STATED EXERCISE —
Which lines of the records contain the word "white"? Show each of them in full.

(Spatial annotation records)
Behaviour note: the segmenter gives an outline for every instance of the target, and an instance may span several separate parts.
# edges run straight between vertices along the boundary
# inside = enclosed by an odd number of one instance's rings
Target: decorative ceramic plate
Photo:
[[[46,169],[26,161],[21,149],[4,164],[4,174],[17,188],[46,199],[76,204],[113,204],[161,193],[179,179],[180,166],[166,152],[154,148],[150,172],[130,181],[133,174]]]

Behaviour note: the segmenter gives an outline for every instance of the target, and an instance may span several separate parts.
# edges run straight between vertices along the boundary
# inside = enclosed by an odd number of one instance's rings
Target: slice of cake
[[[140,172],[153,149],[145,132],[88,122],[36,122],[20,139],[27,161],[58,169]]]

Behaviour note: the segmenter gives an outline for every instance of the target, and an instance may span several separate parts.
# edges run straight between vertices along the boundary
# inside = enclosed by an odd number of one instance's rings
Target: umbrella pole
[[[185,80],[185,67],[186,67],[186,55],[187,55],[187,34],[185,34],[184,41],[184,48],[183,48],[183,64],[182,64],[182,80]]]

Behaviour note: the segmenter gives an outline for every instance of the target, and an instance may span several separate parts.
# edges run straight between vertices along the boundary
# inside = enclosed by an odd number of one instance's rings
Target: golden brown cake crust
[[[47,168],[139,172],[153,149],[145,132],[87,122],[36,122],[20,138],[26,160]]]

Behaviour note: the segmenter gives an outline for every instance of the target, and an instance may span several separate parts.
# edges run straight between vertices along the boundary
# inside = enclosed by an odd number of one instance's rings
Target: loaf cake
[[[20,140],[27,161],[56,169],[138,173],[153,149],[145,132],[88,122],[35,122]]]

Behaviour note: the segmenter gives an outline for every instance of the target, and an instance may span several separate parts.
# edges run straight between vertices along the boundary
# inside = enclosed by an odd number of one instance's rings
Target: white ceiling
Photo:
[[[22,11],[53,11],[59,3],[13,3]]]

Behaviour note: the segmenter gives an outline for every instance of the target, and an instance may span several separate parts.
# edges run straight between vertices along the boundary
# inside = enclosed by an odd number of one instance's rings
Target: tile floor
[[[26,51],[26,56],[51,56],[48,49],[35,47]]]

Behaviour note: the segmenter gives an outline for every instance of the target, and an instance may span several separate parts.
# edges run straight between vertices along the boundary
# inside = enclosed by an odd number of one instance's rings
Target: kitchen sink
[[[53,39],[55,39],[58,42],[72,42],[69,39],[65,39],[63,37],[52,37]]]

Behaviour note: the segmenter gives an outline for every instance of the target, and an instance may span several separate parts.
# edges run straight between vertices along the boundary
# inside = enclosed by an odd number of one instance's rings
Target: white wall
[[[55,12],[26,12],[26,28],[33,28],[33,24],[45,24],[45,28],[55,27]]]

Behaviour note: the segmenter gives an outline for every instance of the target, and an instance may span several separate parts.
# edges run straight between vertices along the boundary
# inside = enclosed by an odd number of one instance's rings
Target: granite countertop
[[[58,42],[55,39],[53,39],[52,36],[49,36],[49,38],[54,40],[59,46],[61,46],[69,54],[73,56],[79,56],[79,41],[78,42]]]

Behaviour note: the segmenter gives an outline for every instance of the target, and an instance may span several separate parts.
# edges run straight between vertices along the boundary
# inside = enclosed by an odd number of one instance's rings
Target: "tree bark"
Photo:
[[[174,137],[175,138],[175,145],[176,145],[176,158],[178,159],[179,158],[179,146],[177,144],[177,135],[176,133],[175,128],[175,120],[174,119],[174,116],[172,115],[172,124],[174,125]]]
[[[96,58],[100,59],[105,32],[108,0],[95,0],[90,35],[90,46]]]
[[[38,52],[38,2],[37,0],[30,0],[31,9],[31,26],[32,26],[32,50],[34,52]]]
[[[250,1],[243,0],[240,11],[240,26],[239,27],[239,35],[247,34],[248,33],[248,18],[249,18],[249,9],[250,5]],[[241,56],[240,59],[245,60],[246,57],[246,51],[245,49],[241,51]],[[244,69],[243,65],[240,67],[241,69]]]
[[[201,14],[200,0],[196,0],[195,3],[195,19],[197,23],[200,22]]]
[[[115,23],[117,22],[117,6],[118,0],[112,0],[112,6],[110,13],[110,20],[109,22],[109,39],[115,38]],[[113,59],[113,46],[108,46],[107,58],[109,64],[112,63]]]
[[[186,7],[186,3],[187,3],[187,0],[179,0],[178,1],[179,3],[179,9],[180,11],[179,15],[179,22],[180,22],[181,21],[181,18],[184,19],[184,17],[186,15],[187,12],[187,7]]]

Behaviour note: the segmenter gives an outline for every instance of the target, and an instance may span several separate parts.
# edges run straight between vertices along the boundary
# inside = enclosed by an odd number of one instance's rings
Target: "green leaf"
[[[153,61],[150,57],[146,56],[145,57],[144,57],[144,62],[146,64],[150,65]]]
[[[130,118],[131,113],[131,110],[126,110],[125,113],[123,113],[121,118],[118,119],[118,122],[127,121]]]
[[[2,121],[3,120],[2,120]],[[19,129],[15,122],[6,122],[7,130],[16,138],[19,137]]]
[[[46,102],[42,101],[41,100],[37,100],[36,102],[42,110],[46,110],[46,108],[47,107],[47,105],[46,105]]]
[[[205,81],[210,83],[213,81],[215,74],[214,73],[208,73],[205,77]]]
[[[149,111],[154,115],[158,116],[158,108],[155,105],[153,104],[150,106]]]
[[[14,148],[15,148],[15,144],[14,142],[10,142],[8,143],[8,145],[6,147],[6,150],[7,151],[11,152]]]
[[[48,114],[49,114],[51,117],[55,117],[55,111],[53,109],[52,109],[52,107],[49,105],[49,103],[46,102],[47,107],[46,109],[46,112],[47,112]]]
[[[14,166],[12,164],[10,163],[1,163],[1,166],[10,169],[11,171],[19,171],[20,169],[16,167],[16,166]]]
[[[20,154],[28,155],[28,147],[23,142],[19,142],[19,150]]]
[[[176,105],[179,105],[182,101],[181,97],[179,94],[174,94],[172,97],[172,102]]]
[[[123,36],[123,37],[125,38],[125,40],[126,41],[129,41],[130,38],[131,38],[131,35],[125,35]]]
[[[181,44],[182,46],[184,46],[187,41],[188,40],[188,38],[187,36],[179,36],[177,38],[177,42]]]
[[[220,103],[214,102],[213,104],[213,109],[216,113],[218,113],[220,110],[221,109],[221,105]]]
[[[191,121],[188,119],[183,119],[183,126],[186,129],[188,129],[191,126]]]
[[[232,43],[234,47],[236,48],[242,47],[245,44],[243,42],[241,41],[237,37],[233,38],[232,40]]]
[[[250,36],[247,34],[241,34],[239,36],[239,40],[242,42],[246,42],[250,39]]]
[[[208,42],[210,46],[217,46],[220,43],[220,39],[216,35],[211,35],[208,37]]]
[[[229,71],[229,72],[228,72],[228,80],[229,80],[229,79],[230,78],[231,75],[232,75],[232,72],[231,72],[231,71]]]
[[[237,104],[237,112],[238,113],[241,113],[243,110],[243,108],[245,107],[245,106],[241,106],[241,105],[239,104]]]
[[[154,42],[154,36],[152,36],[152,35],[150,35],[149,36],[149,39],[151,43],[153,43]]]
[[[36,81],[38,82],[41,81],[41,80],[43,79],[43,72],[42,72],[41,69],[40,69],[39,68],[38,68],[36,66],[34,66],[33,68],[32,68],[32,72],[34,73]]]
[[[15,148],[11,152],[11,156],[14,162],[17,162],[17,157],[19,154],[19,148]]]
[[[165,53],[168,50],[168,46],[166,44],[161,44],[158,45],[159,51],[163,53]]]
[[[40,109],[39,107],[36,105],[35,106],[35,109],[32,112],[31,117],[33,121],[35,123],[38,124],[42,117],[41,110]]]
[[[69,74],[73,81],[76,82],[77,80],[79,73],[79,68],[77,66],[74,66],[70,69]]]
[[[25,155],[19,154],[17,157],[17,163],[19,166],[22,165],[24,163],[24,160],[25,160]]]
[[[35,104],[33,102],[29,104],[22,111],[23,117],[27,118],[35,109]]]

FULL SOLUTION —
Target: white ceiling
Target: white wall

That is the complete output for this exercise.